▶ GIVEN INSTRUCTION:
Please copy out all of these lines again, changing every "thickest part" to "widest part" and leaving the rest untouched.

▶ EXCERPTED DATA:
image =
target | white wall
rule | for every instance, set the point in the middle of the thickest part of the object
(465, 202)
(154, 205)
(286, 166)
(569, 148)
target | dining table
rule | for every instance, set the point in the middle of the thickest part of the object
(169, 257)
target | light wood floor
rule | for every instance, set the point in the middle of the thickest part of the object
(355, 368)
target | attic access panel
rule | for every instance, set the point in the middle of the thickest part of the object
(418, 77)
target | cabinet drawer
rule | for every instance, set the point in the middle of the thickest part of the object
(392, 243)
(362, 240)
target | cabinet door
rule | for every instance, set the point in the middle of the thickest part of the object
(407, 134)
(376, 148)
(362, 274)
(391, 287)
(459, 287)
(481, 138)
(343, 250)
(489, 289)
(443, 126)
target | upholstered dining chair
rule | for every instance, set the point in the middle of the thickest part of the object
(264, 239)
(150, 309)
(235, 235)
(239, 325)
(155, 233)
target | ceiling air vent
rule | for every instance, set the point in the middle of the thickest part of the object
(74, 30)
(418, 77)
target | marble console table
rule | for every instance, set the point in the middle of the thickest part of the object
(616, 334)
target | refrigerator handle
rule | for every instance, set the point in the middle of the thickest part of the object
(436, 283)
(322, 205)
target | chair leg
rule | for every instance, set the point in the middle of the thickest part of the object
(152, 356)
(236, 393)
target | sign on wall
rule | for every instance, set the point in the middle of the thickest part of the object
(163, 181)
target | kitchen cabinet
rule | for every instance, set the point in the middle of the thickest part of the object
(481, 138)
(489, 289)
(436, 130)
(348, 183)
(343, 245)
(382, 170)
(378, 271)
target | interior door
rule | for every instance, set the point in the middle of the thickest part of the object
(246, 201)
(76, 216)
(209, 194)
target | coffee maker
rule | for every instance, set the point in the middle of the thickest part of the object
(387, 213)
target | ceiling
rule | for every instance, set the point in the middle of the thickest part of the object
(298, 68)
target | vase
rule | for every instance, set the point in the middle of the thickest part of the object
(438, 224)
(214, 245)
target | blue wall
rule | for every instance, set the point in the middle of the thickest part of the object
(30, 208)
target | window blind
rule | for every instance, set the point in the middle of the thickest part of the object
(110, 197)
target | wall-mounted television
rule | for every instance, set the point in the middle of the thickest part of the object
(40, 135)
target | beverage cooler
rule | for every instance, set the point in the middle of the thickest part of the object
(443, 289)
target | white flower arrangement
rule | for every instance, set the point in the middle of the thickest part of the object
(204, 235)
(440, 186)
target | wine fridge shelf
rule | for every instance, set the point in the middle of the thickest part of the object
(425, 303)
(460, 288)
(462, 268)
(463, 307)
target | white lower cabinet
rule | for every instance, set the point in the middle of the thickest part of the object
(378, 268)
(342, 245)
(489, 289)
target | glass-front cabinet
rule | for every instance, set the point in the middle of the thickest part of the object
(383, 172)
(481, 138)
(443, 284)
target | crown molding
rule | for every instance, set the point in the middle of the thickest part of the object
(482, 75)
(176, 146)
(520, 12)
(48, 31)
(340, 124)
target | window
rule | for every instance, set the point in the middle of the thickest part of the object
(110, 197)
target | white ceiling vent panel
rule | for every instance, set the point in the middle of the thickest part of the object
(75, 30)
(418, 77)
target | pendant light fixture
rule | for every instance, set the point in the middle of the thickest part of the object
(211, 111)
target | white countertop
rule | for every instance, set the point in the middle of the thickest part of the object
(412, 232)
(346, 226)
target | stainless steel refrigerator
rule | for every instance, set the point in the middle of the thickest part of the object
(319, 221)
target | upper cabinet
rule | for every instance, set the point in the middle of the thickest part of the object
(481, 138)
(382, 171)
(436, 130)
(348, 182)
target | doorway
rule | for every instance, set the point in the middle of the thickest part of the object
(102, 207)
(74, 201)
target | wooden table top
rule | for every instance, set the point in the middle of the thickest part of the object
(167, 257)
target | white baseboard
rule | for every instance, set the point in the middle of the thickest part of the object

▶ WRITTEN ANSWER:
image =
target | white wall
rule | for every instance, set the point in the middle of the widest part of the object
(465, 202)
(154, 205)
(286, 166)
(569, 148)
target | dining table
rule | for every instance, set the point in the middle of the widest part of the object
(169, 257)
target | light wood floor
rule | for every instance, set the point in the middle of the widest part of the object
(355, 368)
target | attic access panel
rule | for every instance, set the point in the middle of the widest part of the object
(418, 77)
target | cabinet drawer
rule | for every instance, set the point in the middle of the widest part of the object
(392, 243)
(362, 240)
target | cabinet door
rule | for every instance, set the point in the middle of the widest part of the object
(407, 134)
(376, 148)
(362, 274)
(391, 287)
(459, 287)
(481, 138)
(343, 250)
(489, 289)
(443, 126)
target | upholstered dining chair
rule | for every instance, set the point in the middle of the widest part of the object
(264, 239)
(150, 309)
(235, 235)
(239, 325)
(155, 233)
target | ceiling air vent
rule | for every instance, set the point in the middle of the widest part of the object
(74, 30)
(418, 77)
target | marble console table
rule | for every instance, set the point in the middle of the widest part of the object
(616, 334)
target | refrigerator handle
rule | for every instance, set the point in the middle of the widest part of the object
(436, 283)
(322, 205)
target | chair leg
rule | for every instance, set the point in the middle of the widest part of the object
(152, 356)
(236, 393)
target | sign on wall
rule | for every instance, set the point in the middle of the widest part of the object
(163, 181)
target | kitchen cabinet
rule | for every instance, set the point in the middle of the widest part of the object
(481, 138)
(489, 289)
(436, 130)
(348, 183)
(343, 245)
(382, 170)
(378, 271)
target | interior door
rule | for every instance, set the point in the middle of the widest part of the object
(246, 201)
(76, 216)
(209, 194)
target | coffee maker
rule | for every instance, set the point in the middle of the widest part of the object
(387, 213)
target | ceiling
rule | for every instance, set the point in the middle of the widest part of the object
(298, 68)
target | vase
rule | for every instance, set the point in the middle of the widest part of the object
(438, 224)
(214, 245)
target | blue wall
rule | for every instance, set the point in the middle of the widest part of the object
(30, 208)
target | window blind
rule | for every instance, set the point in the middle of the widest part of the object
(110, 197)
target | wall-mounted television
rule | for every instance, set the point in the middle of the widest part of the object
(40, 135)
target | beverage cooler
rule | for every instance, set the point in the middle of the widest part of the object
(443, 289)
target | white flower arrangement
rule | for every instance, set the point in the middle of the widest part of the object
(204, 235)
(440, 186)
target | wine fridge shelf
rule | for every instance, set the point in the middle of the widest part of the object
(425, 303)
(460, 288)
(462, 268)
(463, 307)
target | white lower cabinet
rule | for every instance, set the point in the middle of the widest part of the object
(378, 268)
(342, 245)
(489, 289)
target | glass-front cabinet
rule | for every instance, set the point in the middle of the widest part of the object
(383, 172)
(481, 138)
(443, 284)
target | crown molding
rule | for every instance, set the point in the middle of the widest part of the object
(482, 75)
(176, 146)
(520, 12)
(48, 31)
(340, 124)
target | window
rule | for every instance, set the point in the middle of the widest part of the object
(110, 197)
target | white ceiling vent panel
rule | for every instance, set the point in the middle of the widest part of the object
(75, 30)
(418, 77)
target | pendant light fixture
rule | for every instance, set the point in the middle of the widest part of the object
(211, 111)
target | white countertop
rule | for every instance, set the point in the middle of the widest part of the object
(412, 232)
(346, 226)
target | stainless steel refrigerator
rule | for every instance, set the point in the middle of the widest part of the object
(319, 221)
target | upper cabinet
rule | for every instance, set the point in the middle of the widest part of the object
(481, 138)
(382, 171)
(436, 130)
(348, 182)
target | doorway
rule | for every instance, set the point in the middle of the widest part of the object
(102, 207)
(74, 201)
target | wooden table top
rule | for every instance, set the point in the middle of the widest part of the object
(167, 257)
target | white baseboard
rule | for every instance, set the point in the middle of the widest part of the object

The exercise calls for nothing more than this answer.